WHAT THE EXERCISE ASKS: Locate and copy each line in the data that contains the word "below".

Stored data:
○ ○ ○
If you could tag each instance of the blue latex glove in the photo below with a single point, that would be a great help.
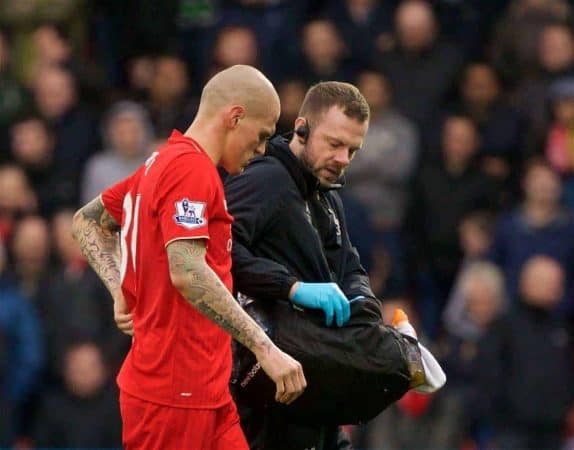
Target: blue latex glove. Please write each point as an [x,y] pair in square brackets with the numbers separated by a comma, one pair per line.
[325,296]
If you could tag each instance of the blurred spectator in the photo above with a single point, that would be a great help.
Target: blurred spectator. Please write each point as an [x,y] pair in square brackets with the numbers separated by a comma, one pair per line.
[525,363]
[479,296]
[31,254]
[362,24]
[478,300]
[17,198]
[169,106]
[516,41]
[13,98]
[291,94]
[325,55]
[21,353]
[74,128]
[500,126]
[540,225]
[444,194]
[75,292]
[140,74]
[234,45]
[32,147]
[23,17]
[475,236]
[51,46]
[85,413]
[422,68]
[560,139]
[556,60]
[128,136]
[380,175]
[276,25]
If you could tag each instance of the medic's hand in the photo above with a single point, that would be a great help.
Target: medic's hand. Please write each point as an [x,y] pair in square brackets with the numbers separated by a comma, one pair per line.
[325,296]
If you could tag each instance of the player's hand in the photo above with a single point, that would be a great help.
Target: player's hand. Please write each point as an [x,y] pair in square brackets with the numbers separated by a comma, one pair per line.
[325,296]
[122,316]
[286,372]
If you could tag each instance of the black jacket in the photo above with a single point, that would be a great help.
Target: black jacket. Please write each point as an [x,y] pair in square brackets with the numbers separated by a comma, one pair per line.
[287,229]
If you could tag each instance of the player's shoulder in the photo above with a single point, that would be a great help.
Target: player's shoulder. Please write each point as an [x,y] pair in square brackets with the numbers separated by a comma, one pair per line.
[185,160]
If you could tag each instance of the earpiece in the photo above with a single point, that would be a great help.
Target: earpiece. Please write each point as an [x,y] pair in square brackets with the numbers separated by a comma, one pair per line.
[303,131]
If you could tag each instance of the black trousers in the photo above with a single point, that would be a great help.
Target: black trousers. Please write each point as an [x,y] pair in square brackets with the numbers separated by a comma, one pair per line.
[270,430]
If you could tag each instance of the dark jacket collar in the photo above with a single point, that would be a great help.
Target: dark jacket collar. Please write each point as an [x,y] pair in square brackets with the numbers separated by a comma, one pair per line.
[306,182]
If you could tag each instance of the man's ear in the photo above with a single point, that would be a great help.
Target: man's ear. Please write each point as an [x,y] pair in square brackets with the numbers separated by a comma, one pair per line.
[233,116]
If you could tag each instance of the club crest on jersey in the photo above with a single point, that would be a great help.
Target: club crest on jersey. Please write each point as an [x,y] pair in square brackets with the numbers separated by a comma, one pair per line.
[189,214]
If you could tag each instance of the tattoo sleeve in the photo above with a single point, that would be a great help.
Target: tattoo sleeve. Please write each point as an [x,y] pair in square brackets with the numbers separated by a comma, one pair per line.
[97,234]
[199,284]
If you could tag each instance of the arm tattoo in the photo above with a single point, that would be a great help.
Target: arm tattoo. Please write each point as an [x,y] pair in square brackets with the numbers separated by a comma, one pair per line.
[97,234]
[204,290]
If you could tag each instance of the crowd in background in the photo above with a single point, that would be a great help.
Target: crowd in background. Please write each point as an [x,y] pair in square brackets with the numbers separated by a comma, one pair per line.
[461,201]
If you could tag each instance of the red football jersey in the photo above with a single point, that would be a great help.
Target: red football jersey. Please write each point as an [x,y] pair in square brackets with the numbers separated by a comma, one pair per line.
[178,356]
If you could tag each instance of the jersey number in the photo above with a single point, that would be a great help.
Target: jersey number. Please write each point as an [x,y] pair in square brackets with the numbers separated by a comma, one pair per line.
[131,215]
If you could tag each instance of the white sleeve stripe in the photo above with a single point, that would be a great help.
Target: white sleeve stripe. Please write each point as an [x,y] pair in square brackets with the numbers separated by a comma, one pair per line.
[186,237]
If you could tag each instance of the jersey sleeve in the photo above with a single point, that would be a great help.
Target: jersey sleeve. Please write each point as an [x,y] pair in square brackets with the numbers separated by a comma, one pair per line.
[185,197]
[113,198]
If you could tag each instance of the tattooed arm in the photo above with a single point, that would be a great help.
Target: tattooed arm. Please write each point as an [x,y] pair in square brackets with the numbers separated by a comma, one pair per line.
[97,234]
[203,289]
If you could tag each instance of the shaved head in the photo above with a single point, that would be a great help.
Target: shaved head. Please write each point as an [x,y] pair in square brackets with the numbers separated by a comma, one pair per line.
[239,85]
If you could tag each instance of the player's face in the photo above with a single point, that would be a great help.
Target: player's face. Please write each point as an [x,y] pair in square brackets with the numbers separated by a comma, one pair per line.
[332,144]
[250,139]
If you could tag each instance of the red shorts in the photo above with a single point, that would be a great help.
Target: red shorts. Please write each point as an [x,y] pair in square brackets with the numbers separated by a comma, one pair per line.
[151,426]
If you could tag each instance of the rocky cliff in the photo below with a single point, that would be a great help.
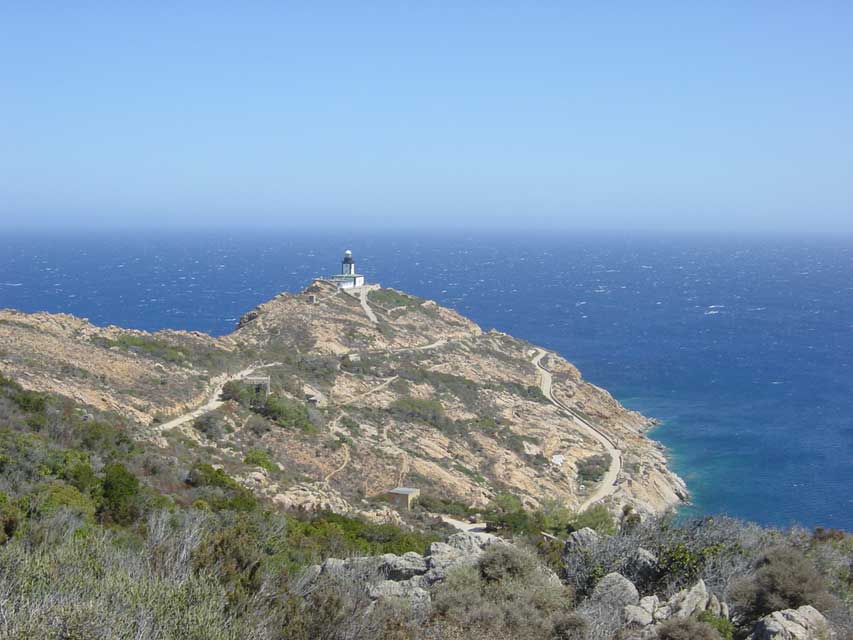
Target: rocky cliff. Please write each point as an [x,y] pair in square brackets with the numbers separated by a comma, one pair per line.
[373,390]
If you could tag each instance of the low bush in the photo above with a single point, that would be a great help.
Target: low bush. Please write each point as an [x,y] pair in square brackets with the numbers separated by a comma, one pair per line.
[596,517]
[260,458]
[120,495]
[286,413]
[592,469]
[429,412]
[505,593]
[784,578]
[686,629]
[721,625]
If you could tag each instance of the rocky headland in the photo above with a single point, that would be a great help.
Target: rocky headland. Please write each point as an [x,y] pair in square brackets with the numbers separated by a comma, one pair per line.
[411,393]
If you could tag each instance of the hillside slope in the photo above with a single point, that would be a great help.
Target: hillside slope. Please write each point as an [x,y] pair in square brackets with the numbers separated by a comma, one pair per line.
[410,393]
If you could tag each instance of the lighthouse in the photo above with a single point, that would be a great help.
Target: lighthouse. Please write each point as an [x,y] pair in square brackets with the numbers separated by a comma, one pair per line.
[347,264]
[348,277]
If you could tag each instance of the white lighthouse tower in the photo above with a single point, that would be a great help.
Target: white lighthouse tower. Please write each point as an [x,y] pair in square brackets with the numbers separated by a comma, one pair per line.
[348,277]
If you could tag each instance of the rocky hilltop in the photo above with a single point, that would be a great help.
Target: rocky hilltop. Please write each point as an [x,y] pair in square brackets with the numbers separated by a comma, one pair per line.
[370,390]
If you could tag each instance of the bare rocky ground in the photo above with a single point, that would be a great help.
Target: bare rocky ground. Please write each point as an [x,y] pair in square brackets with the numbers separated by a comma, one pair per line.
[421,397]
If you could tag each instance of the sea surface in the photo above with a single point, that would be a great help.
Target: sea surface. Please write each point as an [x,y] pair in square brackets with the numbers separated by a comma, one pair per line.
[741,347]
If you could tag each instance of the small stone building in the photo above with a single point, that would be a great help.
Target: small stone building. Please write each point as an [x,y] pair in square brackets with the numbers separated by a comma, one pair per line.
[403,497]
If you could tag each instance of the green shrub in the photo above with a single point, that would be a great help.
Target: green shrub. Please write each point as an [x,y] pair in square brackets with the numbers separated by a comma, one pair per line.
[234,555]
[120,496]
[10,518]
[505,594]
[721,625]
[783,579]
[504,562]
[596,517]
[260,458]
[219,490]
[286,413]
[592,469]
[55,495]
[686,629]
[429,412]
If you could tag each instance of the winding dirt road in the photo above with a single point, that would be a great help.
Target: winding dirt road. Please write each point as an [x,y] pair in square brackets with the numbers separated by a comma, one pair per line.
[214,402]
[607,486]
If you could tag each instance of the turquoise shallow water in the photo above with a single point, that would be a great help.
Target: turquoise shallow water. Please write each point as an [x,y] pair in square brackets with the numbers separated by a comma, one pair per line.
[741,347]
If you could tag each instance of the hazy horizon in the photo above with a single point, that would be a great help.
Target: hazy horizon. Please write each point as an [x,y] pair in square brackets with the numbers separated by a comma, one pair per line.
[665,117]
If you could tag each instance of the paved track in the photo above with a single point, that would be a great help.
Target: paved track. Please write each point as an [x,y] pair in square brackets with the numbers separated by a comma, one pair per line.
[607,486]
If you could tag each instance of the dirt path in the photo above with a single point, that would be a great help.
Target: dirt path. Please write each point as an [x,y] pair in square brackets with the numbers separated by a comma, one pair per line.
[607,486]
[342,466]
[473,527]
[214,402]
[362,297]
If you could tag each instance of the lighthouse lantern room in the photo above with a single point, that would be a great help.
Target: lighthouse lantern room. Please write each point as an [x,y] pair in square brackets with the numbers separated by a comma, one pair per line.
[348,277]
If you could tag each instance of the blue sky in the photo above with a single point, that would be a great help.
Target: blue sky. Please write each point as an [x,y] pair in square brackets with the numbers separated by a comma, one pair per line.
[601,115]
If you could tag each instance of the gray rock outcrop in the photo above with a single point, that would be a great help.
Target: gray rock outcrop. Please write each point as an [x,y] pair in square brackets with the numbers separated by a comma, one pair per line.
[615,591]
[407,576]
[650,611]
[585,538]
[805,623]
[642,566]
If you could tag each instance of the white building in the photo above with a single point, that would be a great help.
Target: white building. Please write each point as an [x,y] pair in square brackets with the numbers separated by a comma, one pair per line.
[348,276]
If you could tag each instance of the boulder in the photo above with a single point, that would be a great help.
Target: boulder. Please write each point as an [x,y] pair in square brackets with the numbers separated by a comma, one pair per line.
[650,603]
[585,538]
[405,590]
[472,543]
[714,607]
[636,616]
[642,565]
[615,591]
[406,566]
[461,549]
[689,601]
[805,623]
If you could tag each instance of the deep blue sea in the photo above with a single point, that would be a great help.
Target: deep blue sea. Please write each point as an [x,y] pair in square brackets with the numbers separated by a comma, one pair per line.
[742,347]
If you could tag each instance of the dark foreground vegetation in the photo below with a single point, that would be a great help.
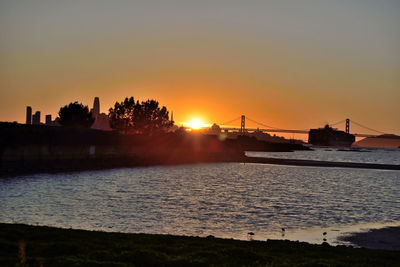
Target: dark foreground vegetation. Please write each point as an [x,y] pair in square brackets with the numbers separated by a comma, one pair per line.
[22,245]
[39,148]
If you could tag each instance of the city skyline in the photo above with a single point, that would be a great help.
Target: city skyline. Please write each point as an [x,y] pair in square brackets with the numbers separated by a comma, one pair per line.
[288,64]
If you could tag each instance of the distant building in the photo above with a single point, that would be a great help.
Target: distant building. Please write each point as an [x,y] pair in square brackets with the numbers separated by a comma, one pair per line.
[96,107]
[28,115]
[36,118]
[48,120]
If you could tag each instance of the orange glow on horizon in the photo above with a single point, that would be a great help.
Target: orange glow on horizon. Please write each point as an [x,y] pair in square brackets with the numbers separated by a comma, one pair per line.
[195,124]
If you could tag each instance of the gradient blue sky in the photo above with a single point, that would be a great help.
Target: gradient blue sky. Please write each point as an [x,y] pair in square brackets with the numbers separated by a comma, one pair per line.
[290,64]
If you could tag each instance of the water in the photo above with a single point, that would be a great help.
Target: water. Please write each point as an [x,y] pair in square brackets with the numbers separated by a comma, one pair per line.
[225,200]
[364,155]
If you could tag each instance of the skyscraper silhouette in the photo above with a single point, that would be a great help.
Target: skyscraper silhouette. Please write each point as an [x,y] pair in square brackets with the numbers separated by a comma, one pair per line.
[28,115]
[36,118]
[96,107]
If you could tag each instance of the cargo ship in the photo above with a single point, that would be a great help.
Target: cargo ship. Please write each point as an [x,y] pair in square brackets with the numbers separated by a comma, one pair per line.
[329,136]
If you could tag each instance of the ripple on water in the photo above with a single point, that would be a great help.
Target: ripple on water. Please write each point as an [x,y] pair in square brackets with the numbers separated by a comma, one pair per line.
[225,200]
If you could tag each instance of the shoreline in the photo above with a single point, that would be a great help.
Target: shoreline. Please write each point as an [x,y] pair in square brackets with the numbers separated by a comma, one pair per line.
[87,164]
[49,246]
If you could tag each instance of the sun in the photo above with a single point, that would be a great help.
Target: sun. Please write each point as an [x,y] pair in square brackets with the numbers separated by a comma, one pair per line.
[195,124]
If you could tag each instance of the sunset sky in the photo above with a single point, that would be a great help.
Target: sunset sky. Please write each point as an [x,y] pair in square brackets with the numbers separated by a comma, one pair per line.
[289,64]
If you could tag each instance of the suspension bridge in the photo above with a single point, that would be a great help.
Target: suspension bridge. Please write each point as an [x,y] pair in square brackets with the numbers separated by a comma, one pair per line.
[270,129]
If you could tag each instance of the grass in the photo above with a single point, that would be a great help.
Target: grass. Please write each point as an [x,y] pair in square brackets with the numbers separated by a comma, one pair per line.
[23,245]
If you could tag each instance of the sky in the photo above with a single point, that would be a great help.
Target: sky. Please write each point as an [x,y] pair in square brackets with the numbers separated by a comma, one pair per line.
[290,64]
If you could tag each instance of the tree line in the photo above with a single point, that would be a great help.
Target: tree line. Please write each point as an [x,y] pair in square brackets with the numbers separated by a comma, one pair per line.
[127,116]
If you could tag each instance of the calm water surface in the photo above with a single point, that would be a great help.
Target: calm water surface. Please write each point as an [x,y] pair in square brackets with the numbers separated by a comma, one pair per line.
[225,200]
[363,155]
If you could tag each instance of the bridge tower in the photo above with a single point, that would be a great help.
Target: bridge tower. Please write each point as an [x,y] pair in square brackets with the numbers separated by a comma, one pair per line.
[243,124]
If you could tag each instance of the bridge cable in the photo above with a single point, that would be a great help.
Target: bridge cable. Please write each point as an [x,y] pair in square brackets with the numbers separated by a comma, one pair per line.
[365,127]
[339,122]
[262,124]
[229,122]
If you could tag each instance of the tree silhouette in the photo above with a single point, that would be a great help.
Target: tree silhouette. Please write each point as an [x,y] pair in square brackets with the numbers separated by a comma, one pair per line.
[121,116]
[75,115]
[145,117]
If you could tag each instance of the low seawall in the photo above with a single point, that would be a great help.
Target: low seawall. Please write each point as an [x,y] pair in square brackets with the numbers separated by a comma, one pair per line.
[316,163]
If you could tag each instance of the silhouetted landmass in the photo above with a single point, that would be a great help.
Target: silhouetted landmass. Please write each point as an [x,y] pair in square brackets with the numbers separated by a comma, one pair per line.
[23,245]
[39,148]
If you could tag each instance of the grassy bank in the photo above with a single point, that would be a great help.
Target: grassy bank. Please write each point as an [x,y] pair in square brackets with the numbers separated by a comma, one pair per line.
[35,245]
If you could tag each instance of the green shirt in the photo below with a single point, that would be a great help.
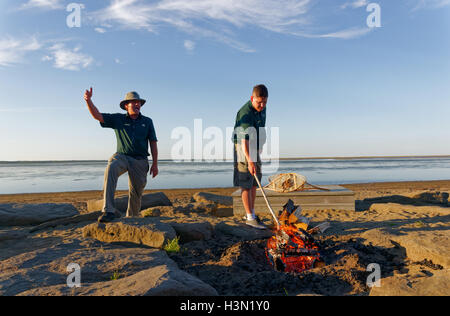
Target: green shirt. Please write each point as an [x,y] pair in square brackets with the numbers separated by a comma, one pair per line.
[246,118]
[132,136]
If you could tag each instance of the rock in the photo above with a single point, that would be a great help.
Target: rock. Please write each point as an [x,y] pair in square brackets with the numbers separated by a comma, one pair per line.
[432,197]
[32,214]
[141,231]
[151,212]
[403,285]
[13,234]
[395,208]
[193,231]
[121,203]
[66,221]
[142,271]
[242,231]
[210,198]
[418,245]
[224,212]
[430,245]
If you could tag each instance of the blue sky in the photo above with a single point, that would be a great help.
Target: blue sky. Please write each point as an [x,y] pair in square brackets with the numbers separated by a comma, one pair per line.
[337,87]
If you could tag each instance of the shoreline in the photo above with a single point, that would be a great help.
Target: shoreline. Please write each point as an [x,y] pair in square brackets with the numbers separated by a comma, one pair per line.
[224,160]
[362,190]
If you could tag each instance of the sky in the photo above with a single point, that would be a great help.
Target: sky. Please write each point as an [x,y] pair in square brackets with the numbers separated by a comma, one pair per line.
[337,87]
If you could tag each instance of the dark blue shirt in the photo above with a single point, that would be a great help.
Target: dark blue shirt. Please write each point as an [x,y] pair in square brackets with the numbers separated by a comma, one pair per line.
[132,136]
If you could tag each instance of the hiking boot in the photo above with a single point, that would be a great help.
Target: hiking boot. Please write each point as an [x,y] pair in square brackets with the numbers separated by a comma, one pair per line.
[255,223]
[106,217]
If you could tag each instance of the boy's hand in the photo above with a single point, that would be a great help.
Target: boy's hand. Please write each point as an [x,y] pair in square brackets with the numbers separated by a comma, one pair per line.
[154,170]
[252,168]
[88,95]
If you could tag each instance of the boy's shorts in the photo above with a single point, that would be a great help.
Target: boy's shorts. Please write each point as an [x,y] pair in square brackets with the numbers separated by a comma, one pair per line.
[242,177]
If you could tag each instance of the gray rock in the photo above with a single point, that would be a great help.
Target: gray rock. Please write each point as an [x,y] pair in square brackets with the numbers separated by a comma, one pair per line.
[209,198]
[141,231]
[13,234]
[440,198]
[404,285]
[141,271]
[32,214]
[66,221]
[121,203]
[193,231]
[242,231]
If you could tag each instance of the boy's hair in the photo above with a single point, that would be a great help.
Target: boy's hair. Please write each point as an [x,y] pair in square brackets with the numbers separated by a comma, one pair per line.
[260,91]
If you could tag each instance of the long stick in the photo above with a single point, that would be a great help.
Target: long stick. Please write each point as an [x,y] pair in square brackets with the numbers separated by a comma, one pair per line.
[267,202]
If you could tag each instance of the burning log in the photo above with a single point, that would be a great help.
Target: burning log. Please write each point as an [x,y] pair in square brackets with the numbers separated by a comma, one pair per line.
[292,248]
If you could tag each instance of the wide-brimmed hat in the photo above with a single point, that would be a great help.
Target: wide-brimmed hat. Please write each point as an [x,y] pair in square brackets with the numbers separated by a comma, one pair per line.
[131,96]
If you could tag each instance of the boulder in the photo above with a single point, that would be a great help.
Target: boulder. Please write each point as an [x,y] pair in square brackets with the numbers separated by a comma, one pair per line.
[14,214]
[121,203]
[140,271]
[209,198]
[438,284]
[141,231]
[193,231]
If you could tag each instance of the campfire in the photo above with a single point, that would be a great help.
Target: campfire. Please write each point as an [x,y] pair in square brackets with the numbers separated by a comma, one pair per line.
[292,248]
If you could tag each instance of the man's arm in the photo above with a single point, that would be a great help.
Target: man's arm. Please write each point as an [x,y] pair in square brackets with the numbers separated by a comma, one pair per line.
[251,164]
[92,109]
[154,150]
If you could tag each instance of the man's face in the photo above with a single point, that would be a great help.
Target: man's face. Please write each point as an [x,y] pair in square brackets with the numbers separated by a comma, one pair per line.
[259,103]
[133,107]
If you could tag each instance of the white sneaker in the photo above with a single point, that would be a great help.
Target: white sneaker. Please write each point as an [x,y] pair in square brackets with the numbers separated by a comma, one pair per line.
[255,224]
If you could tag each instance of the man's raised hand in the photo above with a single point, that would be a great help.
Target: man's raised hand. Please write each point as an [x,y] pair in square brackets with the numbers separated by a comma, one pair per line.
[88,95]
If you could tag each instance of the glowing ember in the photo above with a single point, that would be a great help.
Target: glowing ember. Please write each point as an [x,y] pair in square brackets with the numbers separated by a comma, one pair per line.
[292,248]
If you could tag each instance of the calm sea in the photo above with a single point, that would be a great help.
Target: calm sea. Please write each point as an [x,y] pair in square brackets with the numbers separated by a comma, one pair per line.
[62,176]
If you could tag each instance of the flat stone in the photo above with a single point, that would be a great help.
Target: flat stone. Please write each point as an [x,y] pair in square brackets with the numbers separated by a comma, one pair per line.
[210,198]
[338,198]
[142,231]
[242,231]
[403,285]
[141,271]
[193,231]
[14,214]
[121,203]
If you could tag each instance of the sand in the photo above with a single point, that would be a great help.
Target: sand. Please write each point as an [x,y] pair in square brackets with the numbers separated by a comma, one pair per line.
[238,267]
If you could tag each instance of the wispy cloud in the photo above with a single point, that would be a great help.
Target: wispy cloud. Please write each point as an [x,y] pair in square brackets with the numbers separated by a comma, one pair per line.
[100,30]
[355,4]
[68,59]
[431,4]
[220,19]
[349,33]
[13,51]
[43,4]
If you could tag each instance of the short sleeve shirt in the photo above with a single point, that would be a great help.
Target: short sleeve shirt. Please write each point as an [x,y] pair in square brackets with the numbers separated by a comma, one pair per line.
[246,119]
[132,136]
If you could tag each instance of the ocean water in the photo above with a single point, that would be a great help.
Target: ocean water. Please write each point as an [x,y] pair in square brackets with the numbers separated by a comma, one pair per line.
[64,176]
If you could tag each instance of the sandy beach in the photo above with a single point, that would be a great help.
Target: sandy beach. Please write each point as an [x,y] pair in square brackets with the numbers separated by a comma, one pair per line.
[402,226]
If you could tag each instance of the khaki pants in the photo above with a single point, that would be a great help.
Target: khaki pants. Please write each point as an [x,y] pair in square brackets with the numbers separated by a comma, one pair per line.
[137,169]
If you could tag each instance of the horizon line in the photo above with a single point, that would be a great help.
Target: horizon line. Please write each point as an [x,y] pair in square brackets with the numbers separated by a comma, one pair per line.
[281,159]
○ ○ ○
TASK RESULT:
If you could tag each instance of the blue latex glove in the photo below with a single point, that would be a great help.
If you could tag each instance of the rocky cliff in the photo below with a single point, that would be a great help.
If you could tag each instance of the dark foreground vegetation in the photo below with a single point, that would be a great help.
If you could tag each instance of the green shirt in the photo below with a single point, that would be a great help.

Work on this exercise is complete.